I would recommend sticking with the filter cartridge intended for the filter and, if possible, adding some stuff like Ammo-Chips and some extra filter floss. 

I would not, however, advise you to keep the Whisper internal filter. This is one of the worst products in the aquarium trade, IMO. Poor filtration and unreliable to boot.


----------



## Dragonbeards (Dec 14, 2008)

So what kind of filter do you recommend that I buy?


----------



## COM (Mar 15, 2008)

For a 20 gallon tank, I would recommend a Marineland Penguin 200B or larger. A lot of users on this website like AquaClear filters. I have tried one and I think they are crap.


----------



## justintrask (Jun 29, 2008)

ive had bad luck with aquaclear as well. is it a show tank? I always use Hydrosponge V in all of my tanks. attach to an airstone with air pump and you have a great bio filter. I don't really utilize mechanical filtration as much as I probably should


----------



## Dragonbeards (Dec 14, 2008)

> _Given records_:
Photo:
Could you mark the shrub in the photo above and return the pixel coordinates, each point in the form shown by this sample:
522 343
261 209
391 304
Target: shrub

---

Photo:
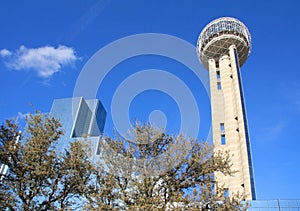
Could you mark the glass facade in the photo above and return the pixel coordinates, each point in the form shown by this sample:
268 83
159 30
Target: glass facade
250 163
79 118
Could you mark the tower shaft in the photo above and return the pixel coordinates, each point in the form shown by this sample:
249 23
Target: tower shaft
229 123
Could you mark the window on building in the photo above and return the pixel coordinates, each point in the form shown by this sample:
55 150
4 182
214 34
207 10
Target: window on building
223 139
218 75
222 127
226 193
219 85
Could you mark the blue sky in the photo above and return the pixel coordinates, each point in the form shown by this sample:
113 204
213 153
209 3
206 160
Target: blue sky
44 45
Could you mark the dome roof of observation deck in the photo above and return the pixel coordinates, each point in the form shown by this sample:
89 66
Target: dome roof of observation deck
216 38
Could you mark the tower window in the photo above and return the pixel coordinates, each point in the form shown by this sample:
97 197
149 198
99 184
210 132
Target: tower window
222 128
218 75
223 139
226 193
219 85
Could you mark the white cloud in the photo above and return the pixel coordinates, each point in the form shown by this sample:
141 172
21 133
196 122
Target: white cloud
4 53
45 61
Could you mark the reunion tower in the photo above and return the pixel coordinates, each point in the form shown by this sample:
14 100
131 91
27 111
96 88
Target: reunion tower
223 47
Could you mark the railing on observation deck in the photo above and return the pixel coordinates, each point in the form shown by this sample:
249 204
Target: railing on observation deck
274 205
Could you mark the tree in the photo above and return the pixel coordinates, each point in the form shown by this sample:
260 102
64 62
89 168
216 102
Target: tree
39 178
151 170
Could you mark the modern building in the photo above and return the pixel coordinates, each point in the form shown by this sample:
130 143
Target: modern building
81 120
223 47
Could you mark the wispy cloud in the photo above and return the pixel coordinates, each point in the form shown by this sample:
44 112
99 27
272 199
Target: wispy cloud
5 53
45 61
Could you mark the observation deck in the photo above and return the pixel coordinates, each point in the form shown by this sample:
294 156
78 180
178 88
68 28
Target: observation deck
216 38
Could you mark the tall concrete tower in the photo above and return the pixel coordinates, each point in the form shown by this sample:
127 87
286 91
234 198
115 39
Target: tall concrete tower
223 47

==

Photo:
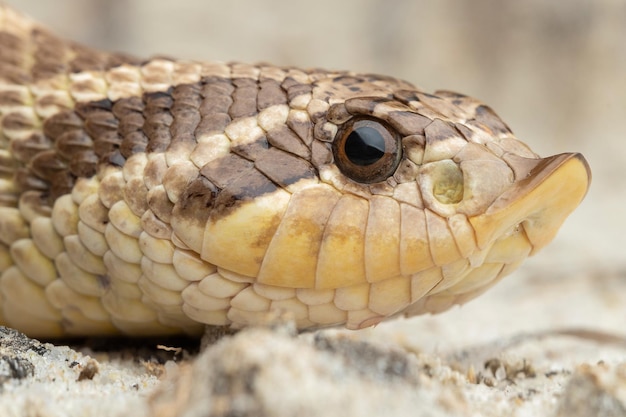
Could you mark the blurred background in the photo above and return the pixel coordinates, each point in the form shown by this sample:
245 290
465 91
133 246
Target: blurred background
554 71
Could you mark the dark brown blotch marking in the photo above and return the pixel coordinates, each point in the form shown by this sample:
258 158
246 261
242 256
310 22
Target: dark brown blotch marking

> _Request 1_: In the aquarium filter thread, what filter does COM recommend for a 20 gallon tank?
> _Request 2_: Carry the aquarium filter thread forward from its final line.

> _Result 1_: A Marineland Penguin 200B or larger.

> _Result 2_:
Its not a show tank, but I will be adding plants to it soon. Do either of those filters naturally oxygenate the water? Or will I need to get an airstone?


----------



## emc7 (Jul 23, 2005)

All of the hang-on-backs that make a little waterfall will oxygenate the water. The sponge filters are driven either by an air-pump (so they work like an air-stone) or a powerhead. If you use a powerhead (electric water pump), use a long pipe or turn its flow-director thing so that the surface is agitated. That will be enough.


----------



## Dragonbeards (Dec 14, 2008)

OK, thanks.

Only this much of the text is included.